TASK TO CARRY OUT: Would you give all of the records again, exactly as they read?
(Beginning of DATA RECORDS)
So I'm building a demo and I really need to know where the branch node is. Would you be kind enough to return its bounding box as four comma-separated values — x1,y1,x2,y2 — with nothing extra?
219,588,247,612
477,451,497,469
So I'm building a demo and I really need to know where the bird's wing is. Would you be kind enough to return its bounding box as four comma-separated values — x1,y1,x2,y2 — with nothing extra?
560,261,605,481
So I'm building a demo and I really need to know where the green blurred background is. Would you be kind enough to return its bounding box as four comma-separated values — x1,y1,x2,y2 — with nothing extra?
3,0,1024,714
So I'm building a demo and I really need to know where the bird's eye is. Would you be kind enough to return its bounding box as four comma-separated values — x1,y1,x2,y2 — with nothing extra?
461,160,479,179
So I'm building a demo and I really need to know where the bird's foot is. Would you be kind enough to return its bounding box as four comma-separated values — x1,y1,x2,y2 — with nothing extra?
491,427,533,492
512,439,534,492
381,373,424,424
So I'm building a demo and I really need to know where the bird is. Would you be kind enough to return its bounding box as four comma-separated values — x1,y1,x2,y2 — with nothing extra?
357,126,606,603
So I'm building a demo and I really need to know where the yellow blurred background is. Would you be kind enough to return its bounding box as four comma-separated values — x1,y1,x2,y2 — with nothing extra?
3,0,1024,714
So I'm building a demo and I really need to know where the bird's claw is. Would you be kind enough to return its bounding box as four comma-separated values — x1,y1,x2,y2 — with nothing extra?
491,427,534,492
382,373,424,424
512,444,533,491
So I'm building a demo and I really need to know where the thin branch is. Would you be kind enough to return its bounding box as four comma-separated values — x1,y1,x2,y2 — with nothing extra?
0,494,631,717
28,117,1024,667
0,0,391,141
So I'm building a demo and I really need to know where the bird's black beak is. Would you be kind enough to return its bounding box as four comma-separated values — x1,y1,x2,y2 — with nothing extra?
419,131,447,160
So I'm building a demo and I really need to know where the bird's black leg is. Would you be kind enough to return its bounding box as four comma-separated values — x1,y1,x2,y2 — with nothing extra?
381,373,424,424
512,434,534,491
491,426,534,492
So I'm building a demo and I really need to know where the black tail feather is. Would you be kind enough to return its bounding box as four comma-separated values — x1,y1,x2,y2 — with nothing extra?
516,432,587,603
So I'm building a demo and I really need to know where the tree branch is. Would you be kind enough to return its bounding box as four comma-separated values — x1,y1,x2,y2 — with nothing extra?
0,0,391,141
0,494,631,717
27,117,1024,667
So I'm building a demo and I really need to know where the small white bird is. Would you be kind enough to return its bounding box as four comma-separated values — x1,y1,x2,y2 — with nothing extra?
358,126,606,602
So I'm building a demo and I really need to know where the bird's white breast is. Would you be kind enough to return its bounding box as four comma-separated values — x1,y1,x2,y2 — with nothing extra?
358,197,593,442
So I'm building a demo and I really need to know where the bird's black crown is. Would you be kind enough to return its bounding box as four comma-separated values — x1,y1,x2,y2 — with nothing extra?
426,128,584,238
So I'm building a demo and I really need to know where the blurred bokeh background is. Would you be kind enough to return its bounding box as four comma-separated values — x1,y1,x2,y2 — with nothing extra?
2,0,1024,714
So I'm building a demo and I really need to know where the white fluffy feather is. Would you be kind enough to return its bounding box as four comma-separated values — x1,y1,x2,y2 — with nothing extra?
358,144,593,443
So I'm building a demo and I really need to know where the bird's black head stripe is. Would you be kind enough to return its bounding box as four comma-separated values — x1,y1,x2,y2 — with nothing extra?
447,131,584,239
(End of DATA RECORDS)
RESPONSE:
So I'm building a demo and I really need to know where the branch node is. Would you be kind enough to return its bounding box as four comma-separated values — x1,y1,x2,y2 — with nothing extra?
219,588,247,612
477,451,497,469
So I'm building a demo and I really need to know where the bird's wing is. Would you be kind enough to return its bounding box as four comma-separated values — x1,y1,x2,y2 — with nothing extra?
560,261,605,481
So I'm building a demo and I really need to know where the green blurred background is. Would you be kind enough to return its bounding box as four comma-separated values — x1,y1,x2,y2 — with nothing extra?
3,0,1024,714
So I'm building a demo and I really need to know where the bird's eye is. Would you be kind enough to return its bounding box as four comma-separated values — x1,y1,x2,y2 — with nothing extra?
461,160,479,179
So I'm building a demo and I really need to know where the bird's foot is. Would you be kind enough to return its bounding box as four comma-separated values — x1,y1,x2,y2 — with nothing extra?
491,427,533,492
512,439,534,492
381,373,424,424
So I'm building a demo and I really need to know where the bird is. Would you be kind enough to return its bounding box as four comma-separated values — x1,y1,x2,y2 — with nothing extra?
357,126,606,603
So I'm building a demo and I really need to know where the yellow blurred background is. Would you be kind enough to return its bounding box as four comma-separated values — x1,y1,x2,y2 — with nothing extra?
3,0,1024,714
So I'm building a demo and I really need to know where the bird's claw is. Would you be kind enough to return its bounding box as four comma-separated values — x1,y1,x2,y2 — with nothing extra?
491,427,534,492
382,373,424,424
512,444,533,491
So I'm building a demo and I really need to know where the thin branch is. Would you be kind enough to return its bounding box as four comma-separated values — x1,y1,x2,y2 — with nothing extra?
0,494,631,717
28,117,1024,667
0,0,391,141
So I'm building a demo and I really need to know where the bird's black beak is. Would you be kind enough to return its bounding box as four comma-separated values — x1,y1,x2,y2 — with nothing extra?
419,131,447,160
So I'm building a demo and I really need to know where the bird's black leg is. Would you be kind enough to return its bounding box as four comma-separated values — x1,y1,x2,y2 — with nothing extra?
381,373,424,424
512,434,534,491
491,426,534,492
So I'm building a demo and I really need to know where the black tail feather is. Would you be kind enough to return its bounding box as four comma-separated values — x1,y1,x2,y2 — with nothing extra?
516,432,587,603
So I'm building a demo and I really need to know where the tree branch is. Would you be kind enough to return its bounding box as four comma-separated values — x1,y1,x2,y2 — with nothing extra?
0,0,391,141
0,494,631,717
27,117,1024,667
So I'm building a demo and I really need to know where the small white bird is. Would you be kind enough to return its bounding box as four comma-separated values — x1,y1,x2,y2 — with nothing extra?
358,126,606,602
So I'm building a demo and I really need to know where the bird's white breast is. Would you be kind enough to return its bounding box as four comma-separated values — x1,y1,x2,y2 — with nothing extra?
358,197,593,442
So I'm building a demo and I really need to know where the bird's black crown is. Would you be kind enough to return its bounding box as four comma-separated values — x1,y1,x2,y2 — with nothing extra?
426,128,584,238
So I'm building a demo and I really need to know where the blurred bokeh background is. Would you be kind enough to return its bounding box as four comma-separated values — x1,y1,x2,y2 — with nothing extra?
2,0,1024,714
So I'm building a demo and I really need to know where the white fluffy feather is. Would you be kind enough to return its bounding box as four comma-separated values — x1,y1,x2,y2 — with nothing extra?
358,144,593,443
So I'm building a demo and I really need to know where the bird's black head stripe is. Would you be kind enough to return its bounding box as four comma-separated values — x1,y1,x2,y2 — with nothing extra?
447,131,584,239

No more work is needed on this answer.